Dataset entries:

- Opening Delimiter -

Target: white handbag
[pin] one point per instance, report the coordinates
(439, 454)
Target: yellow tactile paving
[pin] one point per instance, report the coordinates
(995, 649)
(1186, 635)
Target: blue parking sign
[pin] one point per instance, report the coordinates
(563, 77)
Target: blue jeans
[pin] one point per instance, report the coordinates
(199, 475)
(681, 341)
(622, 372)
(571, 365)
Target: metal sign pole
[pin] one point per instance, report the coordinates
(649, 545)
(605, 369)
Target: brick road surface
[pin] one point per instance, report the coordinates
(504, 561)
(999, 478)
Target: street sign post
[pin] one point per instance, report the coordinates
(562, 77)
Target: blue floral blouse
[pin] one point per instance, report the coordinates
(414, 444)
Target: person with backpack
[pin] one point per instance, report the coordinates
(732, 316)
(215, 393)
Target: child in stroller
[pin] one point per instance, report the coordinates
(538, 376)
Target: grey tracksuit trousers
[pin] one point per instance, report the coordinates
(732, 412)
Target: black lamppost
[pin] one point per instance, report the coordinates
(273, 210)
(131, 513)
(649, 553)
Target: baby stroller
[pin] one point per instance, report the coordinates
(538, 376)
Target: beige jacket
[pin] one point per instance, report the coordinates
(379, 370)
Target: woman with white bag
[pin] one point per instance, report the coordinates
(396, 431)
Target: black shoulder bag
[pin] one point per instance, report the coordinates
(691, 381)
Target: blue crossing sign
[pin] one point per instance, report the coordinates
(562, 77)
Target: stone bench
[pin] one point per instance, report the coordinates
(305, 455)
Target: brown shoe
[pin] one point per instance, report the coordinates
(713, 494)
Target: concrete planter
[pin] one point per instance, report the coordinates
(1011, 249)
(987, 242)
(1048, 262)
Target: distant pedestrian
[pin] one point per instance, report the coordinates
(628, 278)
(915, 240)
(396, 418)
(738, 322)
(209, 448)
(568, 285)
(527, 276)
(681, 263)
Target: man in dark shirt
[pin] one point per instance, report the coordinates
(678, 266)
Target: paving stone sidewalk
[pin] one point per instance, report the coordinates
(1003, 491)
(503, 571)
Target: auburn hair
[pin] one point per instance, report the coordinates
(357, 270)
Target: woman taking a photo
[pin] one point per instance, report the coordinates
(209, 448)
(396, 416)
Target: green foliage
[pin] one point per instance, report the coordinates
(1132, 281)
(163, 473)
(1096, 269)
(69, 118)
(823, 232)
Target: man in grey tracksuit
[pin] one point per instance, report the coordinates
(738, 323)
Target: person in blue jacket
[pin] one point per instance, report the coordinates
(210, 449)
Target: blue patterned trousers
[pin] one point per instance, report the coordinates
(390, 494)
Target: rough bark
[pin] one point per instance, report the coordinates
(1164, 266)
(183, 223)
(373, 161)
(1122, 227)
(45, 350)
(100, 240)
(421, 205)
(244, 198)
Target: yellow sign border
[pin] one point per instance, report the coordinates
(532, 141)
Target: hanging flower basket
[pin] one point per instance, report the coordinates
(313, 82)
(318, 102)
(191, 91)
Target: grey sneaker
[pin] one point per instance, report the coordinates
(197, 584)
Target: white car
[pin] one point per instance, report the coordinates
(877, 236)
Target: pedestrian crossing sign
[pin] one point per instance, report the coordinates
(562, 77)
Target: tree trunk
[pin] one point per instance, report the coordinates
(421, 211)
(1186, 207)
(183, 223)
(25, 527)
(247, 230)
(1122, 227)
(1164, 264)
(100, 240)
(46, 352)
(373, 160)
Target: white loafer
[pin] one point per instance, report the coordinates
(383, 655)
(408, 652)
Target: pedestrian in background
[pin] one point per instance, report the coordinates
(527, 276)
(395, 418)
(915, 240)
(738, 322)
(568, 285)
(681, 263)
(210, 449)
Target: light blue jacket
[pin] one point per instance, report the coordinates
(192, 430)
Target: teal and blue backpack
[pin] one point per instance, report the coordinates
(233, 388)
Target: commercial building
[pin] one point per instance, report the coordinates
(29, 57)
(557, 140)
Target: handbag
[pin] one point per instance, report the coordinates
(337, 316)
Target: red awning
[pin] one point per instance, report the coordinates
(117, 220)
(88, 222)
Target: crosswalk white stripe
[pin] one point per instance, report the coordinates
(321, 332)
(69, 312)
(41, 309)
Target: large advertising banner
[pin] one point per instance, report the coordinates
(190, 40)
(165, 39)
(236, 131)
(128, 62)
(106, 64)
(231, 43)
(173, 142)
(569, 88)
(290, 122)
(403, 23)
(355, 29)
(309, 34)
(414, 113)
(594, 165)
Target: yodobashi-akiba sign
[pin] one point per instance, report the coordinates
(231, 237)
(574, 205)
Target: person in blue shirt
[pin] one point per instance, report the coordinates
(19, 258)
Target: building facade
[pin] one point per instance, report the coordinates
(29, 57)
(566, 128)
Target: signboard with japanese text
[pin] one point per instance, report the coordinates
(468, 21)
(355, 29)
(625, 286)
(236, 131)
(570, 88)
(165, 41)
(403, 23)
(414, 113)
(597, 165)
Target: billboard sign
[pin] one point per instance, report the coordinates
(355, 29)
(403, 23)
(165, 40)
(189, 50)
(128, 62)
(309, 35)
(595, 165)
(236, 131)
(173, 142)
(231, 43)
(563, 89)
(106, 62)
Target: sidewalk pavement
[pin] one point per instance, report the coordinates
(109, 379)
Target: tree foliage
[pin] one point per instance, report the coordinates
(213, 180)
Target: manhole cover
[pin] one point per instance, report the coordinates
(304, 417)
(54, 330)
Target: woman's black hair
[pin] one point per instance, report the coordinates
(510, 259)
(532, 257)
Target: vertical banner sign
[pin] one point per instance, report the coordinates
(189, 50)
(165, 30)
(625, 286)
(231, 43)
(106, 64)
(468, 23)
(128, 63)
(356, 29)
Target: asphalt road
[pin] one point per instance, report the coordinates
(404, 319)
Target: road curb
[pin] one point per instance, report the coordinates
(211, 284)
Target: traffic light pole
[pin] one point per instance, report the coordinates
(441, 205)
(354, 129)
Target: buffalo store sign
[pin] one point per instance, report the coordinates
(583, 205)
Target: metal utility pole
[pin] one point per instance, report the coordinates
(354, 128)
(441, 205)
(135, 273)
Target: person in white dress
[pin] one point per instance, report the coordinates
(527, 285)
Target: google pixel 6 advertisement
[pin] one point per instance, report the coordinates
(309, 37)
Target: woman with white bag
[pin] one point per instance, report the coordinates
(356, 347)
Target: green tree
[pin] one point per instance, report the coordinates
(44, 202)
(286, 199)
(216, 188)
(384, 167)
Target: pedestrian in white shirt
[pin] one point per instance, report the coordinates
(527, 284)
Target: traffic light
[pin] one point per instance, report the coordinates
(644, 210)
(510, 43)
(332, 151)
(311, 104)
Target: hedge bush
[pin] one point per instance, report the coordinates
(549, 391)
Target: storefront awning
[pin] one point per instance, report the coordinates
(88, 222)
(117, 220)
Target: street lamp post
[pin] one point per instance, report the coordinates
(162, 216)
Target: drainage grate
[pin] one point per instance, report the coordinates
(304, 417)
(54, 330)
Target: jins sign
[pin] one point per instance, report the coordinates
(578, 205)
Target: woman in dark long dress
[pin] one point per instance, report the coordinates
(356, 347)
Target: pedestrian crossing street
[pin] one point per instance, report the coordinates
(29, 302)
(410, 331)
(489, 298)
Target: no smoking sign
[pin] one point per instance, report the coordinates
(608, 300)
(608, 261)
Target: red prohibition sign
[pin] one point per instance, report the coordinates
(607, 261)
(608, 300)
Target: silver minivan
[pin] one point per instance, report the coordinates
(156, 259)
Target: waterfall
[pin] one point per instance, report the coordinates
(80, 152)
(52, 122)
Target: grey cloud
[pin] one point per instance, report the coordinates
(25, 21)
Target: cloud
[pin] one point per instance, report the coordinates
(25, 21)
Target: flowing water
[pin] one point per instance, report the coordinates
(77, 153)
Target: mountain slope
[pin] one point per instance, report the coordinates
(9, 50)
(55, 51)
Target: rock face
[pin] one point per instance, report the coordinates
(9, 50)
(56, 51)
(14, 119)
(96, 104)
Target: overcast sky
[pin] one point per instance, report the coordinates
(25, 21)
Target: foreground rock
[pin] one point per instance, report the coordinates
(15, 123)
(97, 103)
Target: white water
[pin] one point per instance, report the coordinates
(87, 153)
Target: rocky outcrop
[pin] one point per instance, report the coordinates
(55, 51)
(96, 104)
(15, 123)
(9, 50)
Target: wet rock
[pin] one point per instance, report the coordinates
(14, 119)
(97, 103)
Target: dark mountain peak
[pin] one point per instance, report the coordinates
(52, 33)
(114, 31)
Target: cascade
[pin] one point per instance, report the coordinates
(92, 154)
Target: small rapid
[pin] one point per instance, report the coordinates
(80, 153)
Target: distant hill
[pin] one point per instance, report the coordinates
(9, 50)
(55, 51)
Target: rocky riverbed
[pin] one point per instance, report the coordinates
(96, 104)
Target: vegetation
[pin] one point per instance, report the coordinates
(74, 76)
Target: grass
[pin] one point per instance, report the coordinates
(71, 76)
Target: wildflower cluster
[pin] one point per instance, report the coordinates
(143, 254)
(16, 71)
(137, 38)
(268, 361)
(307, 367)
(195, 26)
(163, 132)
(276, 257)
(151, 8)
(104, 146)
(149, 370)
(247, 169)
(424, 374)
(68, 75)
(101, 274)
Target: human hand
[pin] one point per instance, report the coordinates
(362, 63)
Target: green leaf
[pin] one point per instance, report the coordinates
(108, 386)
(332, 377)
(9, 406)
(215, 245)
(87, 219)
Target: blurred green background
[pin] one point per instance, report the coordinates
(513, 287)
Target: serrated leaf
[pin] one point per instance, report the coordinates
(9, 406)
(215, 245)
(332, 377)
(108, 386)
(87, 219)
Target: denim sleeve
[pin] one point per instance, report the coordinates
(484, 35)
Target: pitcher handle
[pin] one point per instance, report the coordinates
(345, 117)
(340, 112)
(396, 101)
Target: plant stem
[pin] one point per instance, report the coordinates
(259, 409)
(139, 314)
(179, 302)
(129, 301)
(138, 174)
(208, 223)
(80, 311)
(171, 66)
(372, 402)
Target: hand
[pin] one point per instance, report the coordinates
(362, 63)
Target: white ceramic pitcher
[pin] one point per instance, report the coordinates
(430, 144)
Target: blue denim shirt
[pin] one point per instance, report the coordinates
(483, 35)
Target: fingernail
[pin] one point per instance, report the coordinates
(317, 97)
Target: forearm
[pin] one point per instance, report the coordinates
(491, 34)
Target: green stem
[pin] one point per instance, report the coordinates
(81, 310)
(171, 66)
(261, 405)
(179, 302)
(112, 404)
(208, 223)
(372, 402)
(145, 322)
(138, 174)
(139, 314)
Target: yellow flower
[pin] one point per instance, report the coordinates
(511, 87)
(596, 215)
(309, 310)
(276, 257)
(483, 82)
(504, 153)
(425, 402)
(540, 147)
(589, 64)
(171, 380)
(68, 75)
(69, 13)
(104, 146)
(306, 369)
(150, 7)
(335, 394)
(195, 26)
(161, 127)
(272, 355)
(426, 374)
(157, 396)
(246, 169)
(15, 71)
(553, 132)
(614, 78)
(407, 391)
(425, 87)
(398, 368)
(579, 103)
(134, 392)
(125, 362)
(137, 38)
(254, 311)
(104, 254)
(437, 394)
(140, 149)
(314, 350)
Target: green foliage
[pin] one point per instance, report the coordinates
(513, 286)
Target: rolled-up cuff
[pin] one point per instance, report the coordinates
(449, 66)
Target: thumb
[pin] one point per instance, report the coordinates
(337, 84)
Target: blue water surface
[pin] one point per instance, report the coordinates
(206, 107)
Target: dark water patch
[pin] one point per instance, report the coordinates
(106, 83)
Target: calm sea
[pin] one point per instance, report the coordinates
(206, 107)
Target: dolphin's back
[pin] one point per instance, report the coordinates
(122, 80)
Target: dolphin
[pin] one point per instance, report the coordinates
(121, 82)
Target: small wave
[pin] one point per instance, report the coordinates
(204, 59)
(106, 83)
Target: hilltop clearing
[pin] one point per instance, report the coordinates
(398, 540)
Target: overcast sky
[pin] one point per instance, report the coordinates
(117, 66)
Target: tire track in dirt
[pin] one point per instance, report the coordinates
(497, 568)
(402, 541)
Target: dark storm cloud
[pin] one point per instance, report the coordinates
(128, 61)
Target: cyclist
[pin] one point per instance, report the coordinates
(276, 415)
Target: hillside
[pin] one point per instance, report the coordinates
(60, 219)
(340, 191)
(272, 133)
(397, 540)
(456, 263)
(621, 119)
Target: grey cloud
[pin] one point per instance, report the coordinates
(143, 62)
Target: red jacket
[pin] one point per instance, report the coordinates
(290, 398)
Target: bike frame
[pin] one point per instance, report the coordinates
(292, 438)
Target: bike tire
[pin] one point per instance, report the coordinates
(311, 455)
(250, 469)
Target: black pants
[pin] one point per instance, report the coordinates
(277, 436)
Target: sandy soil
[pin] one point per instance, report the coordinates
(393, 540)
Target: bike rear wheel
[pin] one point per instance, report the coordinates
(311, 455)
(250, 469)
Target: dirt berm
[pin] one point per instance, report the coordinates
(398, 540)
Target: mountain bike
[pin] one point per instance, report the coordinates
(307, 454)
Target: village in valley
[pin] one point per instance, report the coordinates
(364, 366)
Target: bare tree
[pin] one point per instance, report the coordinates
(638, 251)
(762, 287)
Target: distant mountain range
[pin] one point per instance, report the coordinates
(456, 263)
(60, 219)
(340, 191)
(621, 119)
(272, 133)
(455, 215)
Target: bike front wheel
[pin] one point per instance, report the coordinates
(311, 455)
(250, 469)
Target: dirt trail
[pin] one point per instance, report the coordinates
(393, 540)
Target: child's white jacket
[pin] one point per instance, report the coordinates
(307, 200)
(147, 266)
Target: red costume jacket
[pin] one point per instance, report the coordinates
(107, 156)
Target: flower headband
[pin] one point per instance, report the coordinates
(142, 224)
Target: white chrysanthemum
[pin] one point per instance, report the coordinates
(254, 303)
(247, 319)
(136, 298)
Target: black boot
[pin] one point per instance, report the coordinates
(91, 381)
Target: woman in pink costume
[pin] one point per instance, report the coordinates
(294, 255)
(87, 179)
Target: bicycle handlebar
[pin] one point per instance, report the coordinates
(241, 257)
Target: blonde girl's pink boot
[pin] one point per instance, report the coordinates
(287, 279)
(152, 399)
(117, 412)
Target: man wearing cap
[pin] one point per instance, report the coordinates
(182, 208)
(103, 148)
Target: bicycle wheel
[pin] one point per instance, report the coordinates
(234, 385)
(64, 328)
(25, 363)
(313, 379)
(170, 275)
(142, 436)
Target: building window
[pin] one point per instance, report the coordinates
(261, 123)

- Closing Delimiter -

About this task: For each line in the data that contains the string "grey", give a copy of that line.

Your solution:
Target: grey tracksuit trousers
Target: man in grey tracksuit
Target: grey sneaker
Target: grey cloud
Target: grey cloud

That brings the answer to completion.